▶ [Required work]: According to the text passage about Barilla, what share of pasta purchases in Italy belongs to the company?
--- Text passage ---
While Barilla may be no Nestle, it is big business. A privately held family behemoth, Barilla is present in more than 100 countries, including and especially the United States.  As stated earlier, in Italy, 80 percent of pasta purchases are theirs. Spend a week in Italy, and it is difficult to avoid its powerful marketing weight. Billboards, television, and radio advertisements remind Italians that Barilla is the curator of traditional family meals. This claim has also landed the company in hot water. In 2013, company chairman Mr. Barilla declared in a radio interview that the company would never feature gay families in its promotional campaigns. News spread quickly, with social media calls for boycotting Barilla foods for its homophobia. Since that moment, the company has made strides to embrace gay consumers.  

While this controversy did not help the brand spread its recognition worldwide, the company has nevertheless succeeded to become a dominant player outside of Italy. Barilla’s association with Italy, the Italian flag, and containing Italian ingredients gives their navy blue boxes of dried pasta considerable advantage on supermarket shelves. In addition, its foundation has helped to convey its image as a good corporate citizen by supporting food systems work throughout the world.
--- Material provided ---
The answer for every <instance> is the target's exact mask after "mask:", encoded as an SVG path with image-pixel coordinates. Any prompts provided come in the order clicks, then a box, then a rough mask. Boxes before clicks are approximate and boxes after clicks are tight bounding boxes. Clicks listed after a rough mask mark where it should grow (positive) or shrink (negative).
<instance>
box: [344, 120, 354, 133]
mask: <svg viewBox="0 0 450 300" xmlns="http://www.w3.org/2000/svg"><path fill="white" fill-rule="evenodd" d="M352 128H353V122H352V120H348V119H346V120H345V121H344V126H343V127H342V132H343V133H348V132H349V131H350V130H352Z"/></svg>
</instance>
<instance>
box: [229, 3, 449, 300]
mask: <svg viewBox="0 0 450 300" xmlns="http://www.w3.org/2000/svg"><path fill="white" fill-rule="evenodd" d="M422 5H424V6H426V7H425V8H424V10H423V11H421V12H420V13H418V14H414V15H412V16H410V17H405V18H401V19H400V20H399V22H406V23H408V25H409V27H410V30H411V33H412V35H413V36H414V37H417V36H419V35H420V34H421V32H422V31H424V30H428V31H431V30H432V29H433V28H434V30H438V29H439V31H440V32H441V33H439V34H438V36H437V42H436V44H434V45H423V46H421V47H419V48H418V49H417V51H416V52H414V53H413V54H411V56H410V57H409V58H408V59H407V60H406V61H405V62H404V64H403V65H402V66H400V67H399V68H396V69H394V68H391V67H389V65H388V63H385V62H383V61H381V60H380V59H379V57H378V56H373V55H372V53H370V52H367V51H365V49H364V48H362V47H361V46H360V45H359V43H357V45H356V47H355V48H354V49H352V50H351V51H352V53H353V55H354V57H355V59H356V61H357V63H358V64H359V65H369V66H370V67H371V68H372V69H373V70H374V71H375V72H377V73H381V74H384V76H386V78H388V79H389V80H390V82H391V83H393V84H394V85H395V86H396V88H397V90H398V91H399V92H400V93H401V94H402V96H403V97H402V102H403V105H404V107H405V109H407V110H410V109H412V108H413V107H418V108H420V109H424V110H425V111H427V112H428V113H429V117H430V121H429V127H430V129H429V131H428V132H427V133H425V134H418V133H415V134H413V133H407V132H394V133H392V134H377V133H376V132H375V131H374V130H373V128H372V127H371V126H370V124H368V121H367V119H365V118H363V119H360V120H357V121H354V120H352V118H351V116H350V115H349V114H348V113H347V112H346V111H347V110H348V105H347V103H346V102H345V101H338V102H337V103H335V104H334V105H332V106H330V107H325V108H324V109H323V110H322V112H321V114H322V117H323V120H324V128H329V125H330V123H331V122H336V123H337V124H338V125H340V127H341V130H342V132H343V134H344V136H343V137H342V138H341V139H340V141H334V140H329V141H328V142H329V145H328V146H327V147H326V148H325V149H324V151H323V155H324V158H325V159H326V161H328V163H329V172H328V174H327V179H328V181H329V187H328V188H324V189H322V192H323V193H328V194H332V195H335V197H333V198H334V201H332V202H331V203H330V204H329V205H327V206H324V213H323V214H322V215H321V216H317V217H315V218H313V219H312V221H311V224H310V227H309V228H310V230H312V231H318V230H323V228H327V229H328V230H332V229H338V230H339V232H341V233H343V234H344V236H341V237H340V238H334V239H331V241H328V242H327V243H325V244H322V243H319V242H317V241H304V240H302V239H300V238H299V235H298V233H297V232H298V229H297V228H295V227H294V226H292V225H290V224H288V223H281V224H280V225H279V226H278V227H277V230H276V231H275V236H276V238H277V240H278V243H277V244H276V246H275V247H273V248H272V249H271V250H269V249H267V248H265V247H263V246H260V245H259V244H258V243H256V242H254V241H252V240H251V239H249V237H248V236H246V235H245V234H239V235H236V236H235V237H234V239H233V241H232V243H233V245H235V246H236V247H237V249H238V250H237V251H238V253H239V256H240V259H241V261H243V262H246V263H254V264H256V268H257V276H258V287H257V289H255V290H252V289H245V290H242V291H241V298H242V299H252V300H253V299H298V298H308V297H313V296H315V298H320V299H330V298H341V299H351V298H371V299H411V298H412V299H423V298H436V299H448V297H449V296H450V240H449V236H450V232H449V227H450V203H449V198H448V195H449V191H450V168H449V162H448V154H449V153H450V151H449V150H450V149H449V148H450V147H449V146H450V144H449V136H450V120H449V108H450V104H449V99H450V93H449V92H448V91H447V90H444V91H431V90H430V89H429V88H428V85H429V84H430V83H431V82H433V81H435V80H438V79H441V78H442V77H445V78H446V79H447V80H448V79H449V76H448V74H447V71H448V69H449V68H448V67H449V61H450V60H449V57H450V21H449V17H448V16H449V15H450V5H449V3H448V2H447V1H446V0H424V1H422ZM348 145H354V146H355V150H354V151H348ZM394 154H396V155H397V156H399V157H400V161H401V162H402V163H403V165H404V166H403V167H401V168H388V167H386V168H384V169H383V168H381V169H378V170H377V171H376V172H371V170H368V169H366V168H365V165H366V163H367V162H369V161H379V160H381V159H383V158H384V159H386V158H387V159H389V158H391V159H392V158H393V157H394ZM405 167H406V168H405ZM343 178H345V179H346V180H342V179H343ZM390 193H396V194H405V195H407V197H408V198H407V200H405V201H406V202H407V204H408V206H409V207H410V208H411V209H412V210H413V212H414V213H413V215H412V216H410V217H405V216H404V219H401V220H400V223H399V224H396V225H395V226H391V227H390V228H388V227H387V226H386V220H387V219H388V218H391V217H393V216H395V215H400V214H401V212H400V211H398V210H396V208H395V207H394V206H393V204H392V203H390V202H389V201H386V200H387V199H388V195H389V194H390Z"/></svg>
---
▶ [Solution below]: 80 percent